(Records from a dataset)
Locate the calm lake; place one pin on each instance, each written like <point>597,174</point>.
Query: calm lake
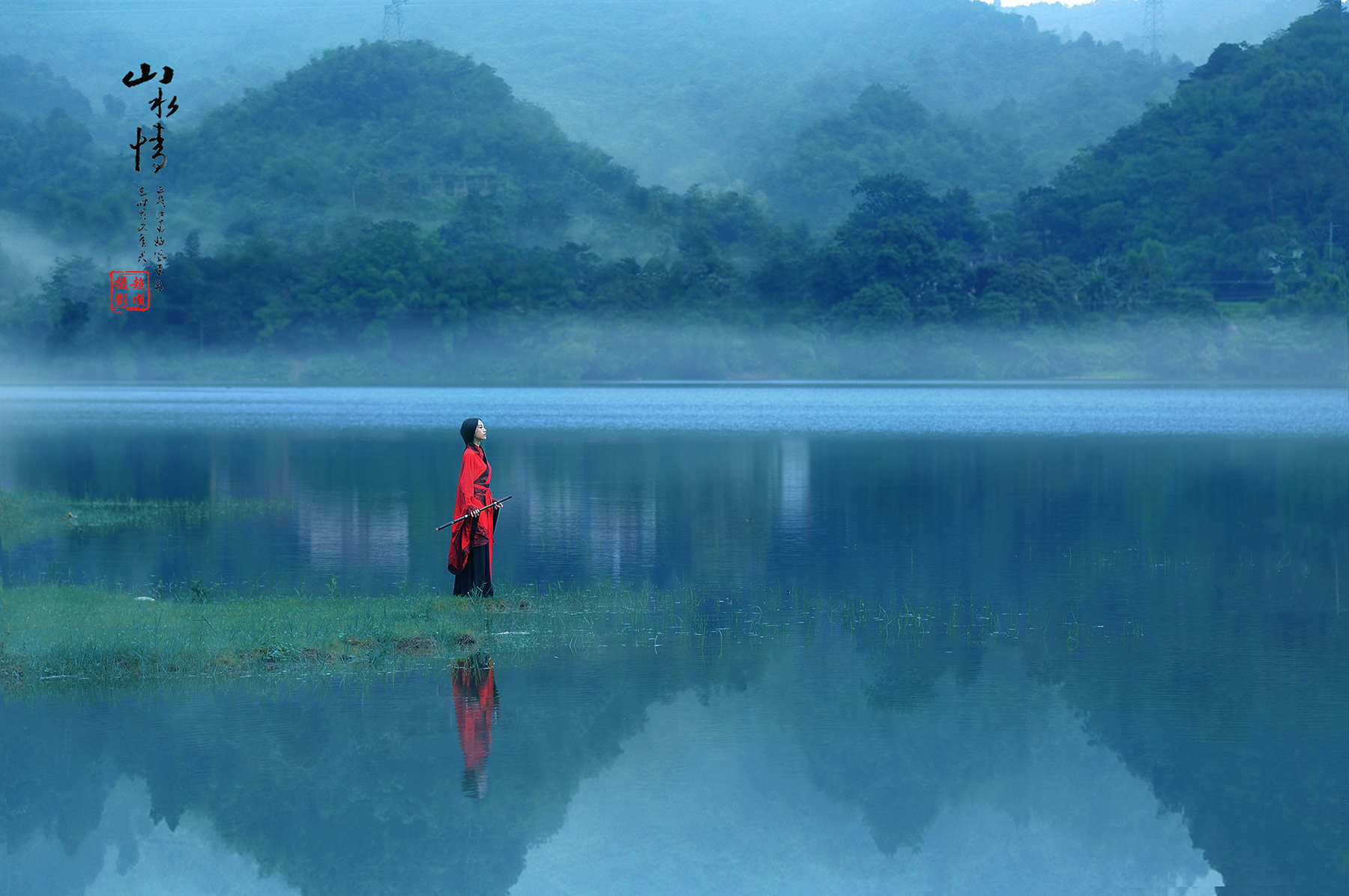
<point>1038,640</point>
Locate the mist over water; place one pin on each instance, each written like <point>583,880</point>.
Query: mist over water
<point>924,426</point>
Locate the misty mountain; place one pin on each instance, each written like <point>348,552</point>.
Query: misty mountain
<point>399,130</point>
<point>1234,185</point>
<point>1189,28</point>
<point>681,94</point>
<point>887,131</point>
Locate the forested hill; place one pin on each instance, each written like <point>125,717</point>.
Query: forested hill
<point>398,130</point>
<point>887,131</point>
<point>679,92</point>
<point>1234,184</point>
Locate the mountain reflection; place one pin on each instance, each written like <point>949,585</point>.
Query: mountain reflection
<point>615,773</point>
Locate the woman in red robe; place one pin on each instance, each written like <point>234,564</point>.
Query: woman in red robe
<point>471,539</point>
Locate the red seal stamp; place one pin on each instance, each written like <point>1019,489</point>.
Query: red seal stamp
<point>128,291</point>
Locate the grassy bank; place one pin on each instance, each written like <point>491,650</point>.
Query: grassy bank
<point>1240,345</point>
<point>69,633</point>
<point>26,515</point>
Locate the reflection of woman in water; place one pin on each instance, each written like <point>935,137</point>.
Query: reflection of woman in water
<point>475,706</point>
<point>471,539</point>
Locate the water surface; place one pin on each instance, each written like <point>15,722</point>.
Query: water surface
<point>1045,641</point>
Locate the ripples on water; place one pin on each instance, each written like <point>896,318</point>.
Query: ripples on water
<point>1133,675</point>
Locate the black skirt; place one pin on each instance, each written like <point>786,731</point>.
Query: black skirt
<point>478,572</point>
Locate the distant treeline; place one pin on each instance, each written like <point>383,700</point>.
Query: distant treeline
<point>398,192</point>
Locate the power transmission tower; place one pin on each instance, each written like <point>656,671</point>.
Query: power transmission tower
<point>1153,23</point>
<point>394,18</point>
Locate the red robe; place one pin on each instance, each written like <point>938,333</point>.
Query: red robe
<point>475,490</point>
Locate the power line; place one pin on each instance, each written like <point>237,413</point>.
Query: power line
<point>1153,23</point>
<point>394,18</point>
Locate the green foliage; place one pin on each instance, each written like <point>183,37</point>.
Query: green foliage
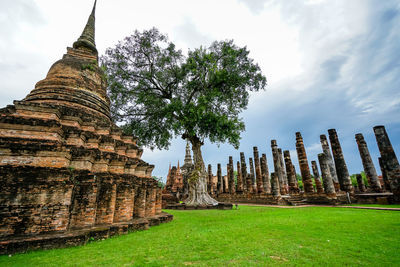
<point>249,236</point>
<point>158,93</point>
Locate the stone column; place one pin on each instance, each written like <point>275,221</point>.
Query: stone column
<point>265,174</point>
<point>360,183</point>
<point>275,185</point>
<point>225,181</point>
<point>252,176</point>
<point>244,171</point>
<point>257,166</point>
<point>220,183</point>
<point>291,174</point>
<point>159,201</point>
<point>277,166</point>
<point>318,183</point>
<point>239,187</point>
<point>209,180</point>
<point>150,202</point>
<point>332,169</point>
<point>389,160</point>
<point>231,177</point>
<point>386,182</point>
<point>340,164</point>
<point>284,175</point>
<point>326,174</point>
<point>368,165</point>
<point>140,202</point>
<point>303,162</point>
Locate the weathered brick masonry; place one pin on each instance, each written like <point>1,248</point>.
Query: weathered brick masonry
<point>64,165</point>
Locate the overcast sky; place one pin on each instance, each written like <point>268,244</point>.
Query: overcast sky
<point>329,64</point>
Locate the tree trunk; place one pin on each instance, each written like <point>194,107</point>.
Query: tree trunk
<point>197,179</point>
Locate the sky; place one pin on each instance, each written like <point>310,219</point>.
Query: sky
<point>329,64</point>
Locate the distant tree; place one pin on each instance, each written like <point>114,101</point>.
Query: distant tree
<point>158,93</point>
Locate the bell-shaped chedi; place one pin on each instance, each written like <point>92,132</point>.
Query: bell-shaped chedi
<point>64,165</point>
<point>76,81</point>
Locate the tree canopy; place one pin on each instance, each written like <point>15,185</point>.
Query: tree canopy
<point>157,92</point>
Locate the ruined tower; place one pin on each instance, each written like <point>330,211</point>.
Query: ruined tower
<point>64,164</point>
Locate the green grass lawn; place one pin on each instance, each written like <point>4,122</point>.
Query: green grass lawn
<point>250,236</point>
<point>374,205</point>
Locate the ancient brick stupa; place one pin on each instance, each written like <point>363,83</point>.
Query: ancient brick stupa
<point>65,166</point>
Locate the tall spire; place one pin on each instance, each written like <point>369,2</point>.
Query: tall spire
<point>87,37</point>
<point>188,155</point>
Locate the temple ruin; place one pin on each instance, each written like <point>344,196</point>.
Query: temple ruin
<point>68,173</point>
<point>334,186</point>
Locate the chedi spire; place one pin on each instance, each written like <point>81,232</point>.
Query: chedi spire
<point>87,37</point>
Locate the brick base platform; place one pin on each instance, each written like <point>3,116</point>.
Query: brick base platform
<point>79,237</point>
<point>220,206</point>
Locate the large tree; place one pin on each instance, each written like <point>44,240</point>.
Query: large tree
<point>158,93</point>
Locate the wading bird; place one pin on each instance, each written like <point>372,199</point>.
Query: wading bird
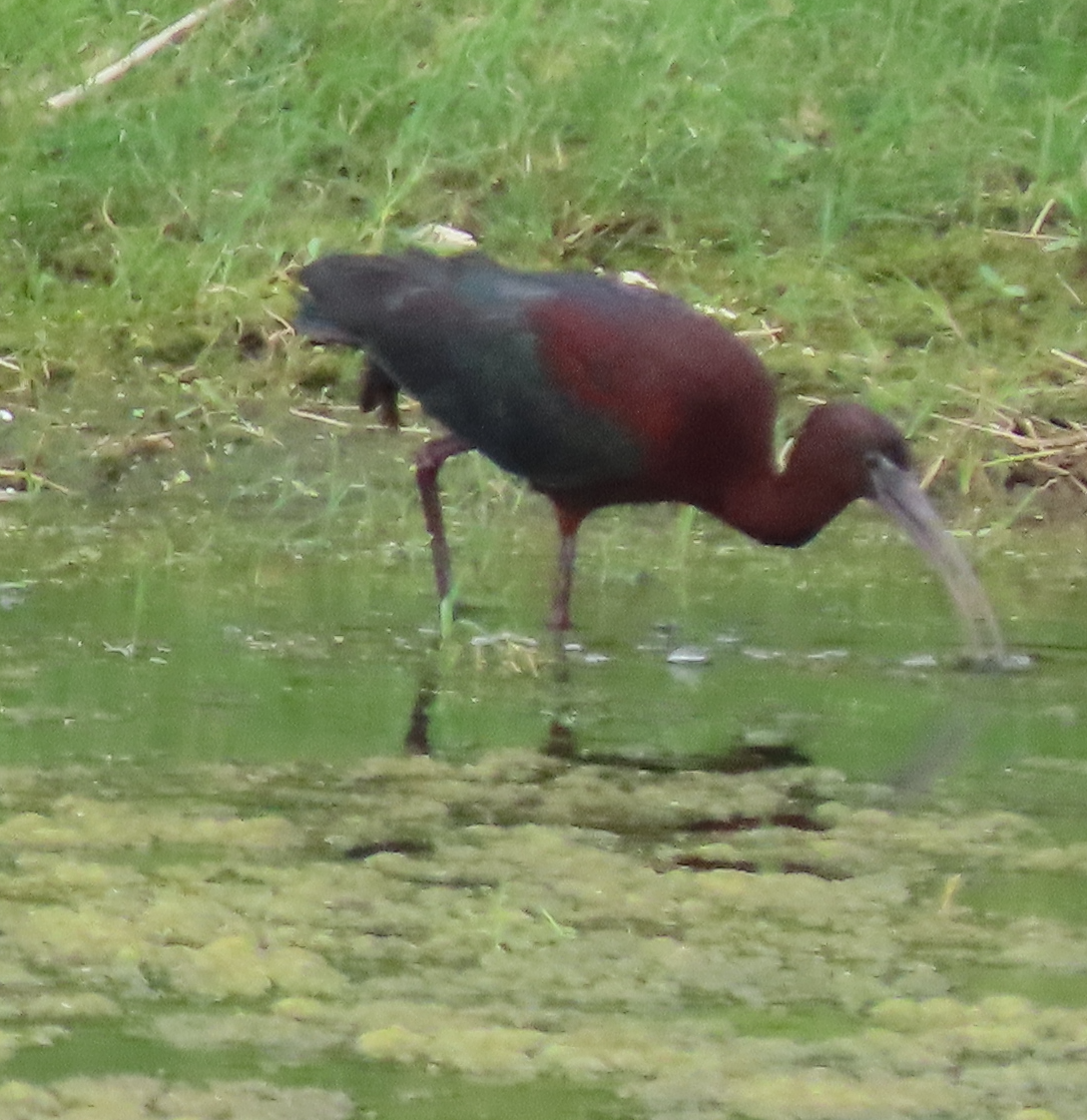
<point>601,393</point>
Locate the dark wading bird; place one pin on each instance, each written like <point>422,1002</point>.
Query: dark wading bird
<point>602,393</point>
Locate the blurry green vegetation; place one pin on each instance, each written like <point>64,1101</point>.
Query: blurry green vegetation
<point>898,192</point>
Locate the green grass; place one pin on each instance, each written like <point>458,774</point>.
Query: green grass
<point>854,174</point>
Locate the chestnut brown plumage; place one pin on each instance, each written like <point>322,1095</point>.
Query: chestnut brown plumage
<point>602,393</point>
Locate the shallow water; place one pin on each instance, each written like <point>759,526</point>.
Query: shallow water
<point>283,626</point>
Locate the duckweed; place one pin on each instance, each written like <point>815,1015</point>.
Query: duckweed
<point>522,917</point>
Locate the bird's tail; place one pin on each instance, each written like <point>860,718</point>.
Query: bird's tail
<point>350,298</point>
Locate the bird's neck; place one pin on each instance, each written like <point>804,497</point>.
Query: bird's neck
<point>783,508</point>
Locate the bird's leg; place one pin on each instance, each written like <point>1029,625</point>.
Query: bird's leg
<point>429,460</point>
<point>569,523</point>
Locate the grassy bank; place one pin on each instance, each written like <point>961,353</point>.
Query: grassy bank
<point>891,198</point>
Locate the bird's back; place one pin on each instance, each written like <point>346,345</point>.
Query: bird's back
<point>581,384</point>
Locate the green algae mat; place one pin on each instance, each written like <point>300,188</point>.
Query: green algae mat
<point>221,941</point>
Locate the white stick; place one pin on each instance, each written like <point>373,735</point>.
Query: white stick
<point>174,34</point>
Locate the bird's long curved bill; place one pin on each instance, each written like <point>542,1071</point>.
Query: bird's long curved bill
<point>898,492</point>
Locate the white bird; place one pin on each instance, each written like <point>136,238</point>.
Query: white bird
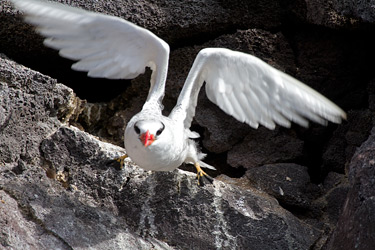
<point>242,85</point>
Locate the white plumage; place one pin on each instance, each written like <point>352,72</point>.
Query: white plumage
<point>242,85</point>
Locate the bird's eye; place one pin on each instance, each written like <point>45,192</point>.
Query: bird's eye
<point>160,130</point>
<point>136,129</point>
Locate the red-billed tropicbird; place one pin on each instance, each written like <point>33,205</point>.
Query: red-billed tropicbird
<point>242,85</point>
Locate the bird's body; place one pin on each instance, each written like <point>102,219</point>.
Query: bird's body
<point>242,85</point>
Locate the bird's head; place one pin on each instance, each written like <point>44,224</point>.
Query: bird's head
<point>148,131</point>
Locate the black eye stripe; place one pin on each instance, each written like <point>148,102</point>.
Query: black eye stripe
<point>136,129</point>
<point>160,130</point>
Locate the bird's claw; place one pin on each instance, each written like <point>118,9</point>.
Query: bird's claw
<point>121,160</point>
<point>202,177</point>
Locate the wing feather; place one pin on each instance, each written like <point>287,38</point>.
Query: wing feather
<point>104,46</point>
<point>252,91</point>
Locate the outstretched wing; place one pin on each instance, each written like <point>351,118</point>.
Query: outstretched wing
<point>104,46</point>
<point>252,91</point>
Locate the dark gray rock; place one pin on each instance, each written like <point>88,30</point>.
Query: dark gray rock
<point>288,183</point>
<point>356,226</point>
<point>263,146</point>
<point>170,206</point>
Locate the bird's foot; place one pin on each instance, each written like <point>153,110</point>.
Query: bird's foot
<point>121,160</point>
<point>202,177</point>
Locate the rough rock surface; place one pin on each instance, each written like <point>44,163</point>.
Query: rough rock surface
<point>356,226</point>
<point>59,187</point>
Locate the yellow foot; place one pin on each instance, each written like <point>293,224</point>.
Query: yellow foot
<point>202,177</point>
<point>121,160</point>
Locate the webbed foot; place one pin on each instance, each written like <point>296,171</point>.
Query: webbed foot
<point>202,177</point>
<point>121,160</point>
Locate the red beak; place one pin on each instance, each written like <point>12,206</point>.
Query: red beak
<point>147,139</point>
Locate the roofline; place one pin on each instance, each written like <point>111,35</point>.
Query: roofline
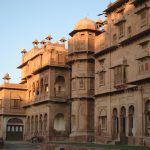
<point>115,5</point>
<point>75,31</point>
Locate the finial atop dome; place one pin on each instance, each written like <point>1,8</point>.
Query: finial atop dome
<point>110,4</point>
<point>49,37</point>
<point>35,42</point>
<point>85,23</point>
<point>99,23</point>
<point>62,40</point>
<point>6,78</point>
<point>43,43</point>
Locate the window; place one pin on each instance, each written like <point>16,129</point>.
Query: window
<point>29,94</point>
<point>119,75</point>
<point>102,78</point>
<point>103,122</point>
<point>0,103</point>
<point>114,38</point>
<point>129,31</point>
<point>143,17</point>
<point>46,84</point>
<point>74,84</point>
<point>33,88</point>
<point>60,58</point>
<point>16,103</point>
<point>41,85</point>
<point>37,88</point>
<point>121,28</point>
<point>73,122</point>
<point>81,83</point>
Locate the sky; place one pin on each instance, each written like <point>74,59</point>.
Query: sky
<point>23,21</point>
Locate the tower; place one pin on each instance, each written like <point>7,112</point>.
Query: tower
<point>81,49</point>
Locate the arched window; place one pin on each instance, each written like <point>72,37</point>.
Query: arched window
<point>115,123</point>
<point>40,123</point>
<point>36,124</point>
<point>147,118</point>
<point>41,85</point>
<point>46,84</point>
<point>60,87</point>
<point>33,88</point>
<point>131,120</point>
<point>59,122</point>
<point>32,124</point>
<point>45,122</point>
<point>28,124</point>
<point>123,121</point>
<point>102,122</point>
<point>37,88</point>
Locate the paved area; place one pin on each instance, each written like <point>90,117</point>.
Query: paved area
<point>20,146</point>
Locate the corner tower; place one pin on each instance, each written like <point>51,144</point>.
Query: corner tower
<point>81,49</point>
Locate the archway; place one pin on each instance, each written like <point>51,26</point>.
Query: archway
<point>14,130</point>
<point>59,122</point>
<point>147,118</point>
<point>115,123</point>
<point>123,122</point>
<point>60,87</point>
<point>131,121</point>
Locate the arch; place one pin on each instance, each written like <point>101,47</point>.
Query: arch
<point>37,87</point>
<point>32,124</point>
<point>36,124</point>
<point>33,88</point>
<point>147,117</point>
<point>115,125</point>
<point>40,123</point>
<point>41,85</point>
<point>45,122</point>
<point>103,112</point>
<point>131,121</point>
<point>60,87</point>
<point>15,121</point>
<point>28,124</point>
<point>14,129</point>
<point>102,122</point>
<point>123,122</point>
<point>59,122</point>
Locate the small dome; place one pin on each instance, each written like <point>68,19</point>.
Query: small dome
<point>85,23</point>
<point>6,77</point>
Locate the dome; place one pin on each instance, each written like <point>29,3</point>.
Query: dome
<point>85,23</point>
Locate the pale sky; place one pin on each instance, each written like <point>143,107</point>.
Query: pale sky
<point>22,21</point>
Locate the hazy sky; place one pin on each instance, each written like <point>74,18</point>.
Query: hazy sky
<point>22,21</point>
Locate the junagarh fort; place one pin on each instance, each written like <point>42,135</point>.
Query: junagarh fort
<point>97,90</point>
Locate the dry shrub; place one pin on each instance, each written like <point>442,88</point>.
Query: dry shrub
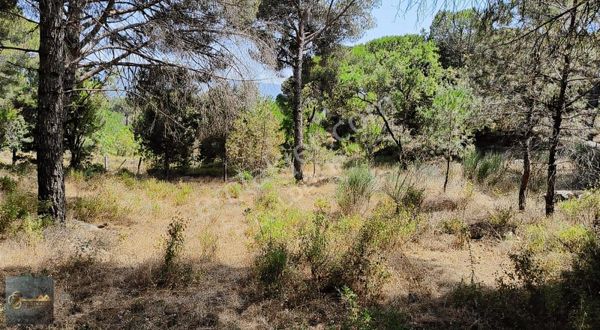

• [TO DO]: Between and including the line with "Query: ruined tower" and the line with "Locate the dark wading", repeat every line exactly as it appears above, with pictures left out.

• [WRITTEN RESPONSE]:
Query: ruined tower
<point>64,164</point>
Locate the green grass lawn; place one pin on each instance, each written like <point>4,122</point>.
Query: green grass lawn
<point>250,236</point>
<point>374,205</point>
Locate the ancient brick stupa; place one pin on each instance, each written like <point>363,83</point>.
Query: ancient brick stupa
<point>65,166</point>
Locate the tall spire; place one pin on each instance, each written like <point>369,2</point>.
Query: tall spire
<point>87,37</point>
<point>188,155</point>
Locate the temple ruin; place one pin on each instance, each written like <point>344,196</point>.
Query: temple ruin
<point>68,173</point>
<point>334,186</point>
Locate the chedi spire; place one pin on each instance, each written like <point>81,232</point>.
Query: chedi spire
<point>87,37</point>
Locate the brick base platform; place one pin on each instance, each written like <point>3,116</point>.
Query: brick base platform
<point>79,237</point>
<point>220,206</point>
Locate the large tree; place one pin on each instance, each written like <point>44,240</point>.
Query: large tree
<point>158,93</point>
Locate the wading bird; place one pin on each instance, each written like <point>372,199</point>.
Query: wading bird
<point>601,393</point>
Locate the dark wading bird; place one pin on each instance, each written like <point>422,1002</point>.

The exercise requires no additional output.